▶ [EXERCISE TASK]: Collect every line of the records that contains the string "dress", treating uppercase and lowercase letters as different.

▶ [DATASET]:
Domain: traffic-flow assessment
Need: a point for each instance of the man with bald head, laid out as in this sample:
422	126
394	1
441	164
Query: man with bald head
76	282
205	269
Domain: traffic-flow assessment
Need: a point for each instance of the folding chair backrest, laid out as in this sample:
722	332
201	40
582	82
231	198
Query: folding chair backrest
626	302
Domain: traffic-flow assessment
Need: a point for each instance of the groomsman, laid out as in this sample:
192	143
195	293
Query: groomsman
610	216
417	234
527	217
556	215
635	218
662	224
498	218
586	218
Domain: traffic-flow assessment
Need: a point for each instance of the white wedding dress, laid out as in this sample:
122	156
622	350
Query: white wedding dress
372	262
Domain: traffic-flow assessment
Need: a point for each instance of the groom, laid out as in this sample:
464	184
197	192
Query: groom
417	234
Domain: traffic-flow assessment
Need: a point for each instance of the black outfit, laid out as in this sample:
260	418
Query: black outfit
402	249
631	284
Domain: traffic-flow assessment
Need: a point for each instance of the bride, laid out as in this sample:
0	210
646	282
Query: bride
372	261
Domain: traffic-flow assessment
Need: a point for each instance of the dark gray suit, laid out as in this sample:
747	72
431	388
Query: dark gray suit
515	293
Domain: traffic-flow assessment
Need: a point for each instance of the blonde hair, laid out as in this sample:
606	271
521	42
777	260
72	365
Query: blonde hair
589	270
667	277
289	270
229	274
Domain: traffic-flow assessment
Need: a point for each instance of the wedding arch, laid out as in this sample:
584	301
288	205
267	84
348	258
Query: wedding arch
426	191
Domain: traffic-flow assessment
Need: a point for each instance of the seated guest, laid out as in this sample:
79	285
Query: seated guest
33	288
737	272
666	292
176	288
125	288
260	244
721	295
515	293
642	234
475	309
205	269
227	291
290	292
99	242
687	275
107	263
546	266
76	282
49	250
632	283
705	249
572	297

▶ [THE SOLUTION]:
Need: a point for each instance of the white wedding dress, laid out as in this sample:
Query: white wedding dress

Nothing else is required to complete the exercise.